>> Start Supplied material

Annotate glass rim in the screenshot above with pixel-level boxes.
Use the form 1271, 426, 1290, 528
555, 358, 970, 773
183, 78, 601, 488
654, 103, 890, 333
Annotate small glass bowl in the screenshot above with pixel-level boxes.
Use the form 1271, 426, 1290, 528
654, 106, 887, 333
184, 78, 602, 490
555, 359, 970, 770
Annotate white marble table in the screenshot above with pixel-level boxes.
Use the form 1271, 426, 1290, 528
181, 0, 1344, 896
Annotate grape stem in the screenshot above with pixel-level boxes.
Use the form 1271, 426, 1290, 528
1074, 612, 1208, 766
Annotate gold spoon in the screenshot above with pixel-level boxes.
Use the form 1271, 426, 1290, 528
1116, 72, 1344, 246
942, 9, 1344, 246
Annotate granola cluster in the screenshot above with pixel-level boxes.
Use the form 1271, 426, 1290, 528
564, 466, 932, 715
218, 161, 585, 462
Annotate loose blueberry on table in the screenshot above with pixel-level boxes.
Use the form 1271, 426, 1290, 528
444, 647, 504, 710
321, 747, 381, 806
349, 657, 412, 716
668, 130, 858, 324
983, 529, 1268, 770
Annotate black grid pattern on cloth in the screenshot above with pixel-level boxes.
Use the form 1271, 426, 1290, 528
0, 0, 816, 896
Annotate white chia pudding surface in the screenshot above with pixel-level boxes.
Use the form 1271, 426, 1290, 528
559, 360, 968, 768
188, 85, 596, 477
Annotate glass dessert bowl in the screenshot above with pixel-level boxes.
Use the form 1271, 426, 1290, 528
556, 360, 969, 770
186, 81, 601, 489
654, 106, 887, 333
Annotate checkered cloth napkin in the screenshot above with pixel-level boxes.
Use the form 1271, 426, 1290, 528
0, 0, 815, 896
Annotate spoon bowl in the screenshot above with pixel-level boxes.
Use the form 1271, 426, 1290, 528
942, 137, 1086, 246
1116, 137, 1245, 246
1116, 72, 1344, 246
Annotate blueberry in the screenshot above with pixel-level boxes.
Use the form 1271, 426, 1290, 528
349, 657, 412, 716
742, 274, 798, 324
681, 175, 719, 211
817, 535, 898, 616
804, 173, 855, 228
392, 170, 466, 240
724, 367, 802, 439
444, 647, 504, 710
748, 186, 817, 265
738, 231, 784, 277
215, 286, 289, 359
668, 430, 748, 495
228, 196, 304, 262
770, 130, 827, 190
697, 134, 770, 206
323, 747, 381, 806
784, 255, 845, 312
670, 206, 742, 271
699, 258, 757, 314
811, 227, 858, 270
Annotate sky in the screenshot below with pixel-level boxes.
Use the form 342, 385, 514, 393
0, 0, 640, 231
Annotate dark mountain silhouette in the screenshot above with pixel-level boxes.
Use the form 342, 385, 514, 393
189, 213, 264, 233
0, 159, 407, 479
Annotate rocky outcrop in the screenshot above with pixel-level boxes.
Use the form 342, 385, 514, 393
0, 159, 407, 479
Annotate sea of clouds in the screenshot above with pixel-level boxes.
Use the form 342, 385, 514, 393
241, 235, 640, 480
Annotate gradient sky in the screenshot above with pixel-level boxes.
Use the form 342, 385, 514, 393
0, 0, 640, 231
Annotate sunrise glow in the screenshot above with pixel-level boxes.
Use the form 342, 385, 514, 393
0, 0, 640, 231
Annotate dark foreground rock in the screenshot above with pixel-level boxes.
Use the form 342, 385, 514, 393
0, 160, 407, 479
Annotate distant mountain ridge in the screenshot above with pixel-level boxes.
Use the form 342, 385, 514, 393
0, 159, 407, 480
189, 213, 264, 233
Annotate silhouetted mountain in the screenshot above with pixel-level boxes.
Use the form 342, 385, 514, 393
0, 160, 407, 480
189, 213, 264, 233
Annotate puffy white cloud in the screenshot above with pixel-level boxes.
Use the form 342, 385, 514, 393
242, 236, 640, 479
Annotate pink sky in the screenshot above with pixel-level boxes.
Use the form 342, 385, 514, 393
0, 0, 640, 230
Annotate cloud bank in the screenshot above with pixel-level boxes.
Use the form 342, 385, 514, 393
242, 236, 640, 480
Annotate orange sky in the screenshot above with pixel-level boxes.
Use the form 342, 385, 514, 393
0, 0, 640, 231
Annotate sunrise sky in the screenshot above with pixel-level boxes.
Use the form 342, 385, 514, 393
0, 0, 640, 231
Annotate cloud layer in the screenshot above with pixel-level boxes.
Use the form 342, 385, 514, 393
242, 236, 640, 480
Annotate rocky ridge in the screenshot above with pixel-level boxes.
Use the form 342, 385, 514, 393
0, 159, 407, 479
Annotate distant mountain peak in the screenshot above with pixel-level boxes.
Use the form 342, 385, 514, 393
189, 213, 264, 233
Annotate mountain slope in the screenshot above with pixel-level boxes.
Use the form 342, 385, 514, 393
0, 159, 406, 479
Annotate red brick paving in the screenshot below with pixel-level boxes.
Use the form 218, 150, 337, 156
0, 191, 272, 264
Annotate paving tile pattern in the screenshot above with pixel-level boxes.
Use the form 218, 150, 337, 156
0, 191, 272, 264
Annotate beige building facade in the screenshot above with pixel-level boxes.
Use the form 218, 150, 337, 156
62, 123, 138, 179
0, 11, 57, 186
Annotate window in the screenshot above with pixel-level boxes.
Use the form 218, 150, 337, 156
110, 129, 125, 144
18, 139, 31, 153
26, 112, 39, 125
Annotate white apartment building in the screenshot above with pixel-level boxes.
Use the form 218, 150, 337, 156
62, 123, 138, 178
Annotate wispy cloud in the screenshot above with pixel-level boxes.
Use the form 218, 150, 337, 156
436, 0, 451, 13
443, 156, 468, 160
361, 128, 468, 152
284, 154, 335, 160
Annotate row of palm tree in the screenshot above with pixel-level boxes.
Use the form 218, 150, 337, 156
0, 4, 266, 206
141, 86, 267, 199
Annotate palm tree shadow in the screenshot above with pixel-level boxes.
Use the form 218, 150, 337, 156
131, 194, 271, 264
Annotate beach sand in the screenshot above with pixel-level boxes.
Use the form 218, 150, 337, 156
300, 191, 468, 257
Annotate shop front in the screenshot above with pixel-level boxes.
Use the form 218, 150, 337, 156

>> End Supplied material

Stated task –
Copy the entries above from the line containing "Annotate paving tile" through the end of the entries, swapping "palm tree" for "coconut palm" and leaving everything else as it is.

Finished task –
Annotate paving tile pattern in the screenshot above with pixel-level boxes.
Use the form 218, 150, 337, 156
0, 191, 272, 264
Annotate beige building facade in the screenshot above with pixel-level boxes.
Use the form 218, 150, 337, 156
62, 123, 138, 179
0, 11, 57, 186
Annotate window in the screenshot above with pixel-level boxes.
Use the form 218, 150, 337, 156
110, 129, 125, 144
18, 139, 31, 153
26, 112, 39, 125
Annotate white apartment building in the screenshot above with pixel-level boxes.
Use the form 218, 150, 337, 156
62, 123, 138, 178
Annotate wispy cloud in the screenshot above with pixel-level boxes.
Use the form 218, 150, 337, 156
436, 0, 451, 13
443, 156, 468, 160
361, 128, 468, 152
284, 154, 335, 160
Annotate row of coconut palm in the screenshot above with pixel-level boxes.
Use the form 218, 150, 337, 156
0, 4, 266, 206
141, 86, 267, 199
Annotate coconut palm shadow in the screenshot above with pixel-level boxes.
Use the form 218, 150, 337, 156
131, 194, 271, 264
Annotate beach sand in the screenshot above with pixel-level boxes.
Use the form 218, 150, 337, 156
300, 191, 468, 257
Annotate shop front in the screenshot above with pixel-level boxes.
Use the form 218, 150, 337, 156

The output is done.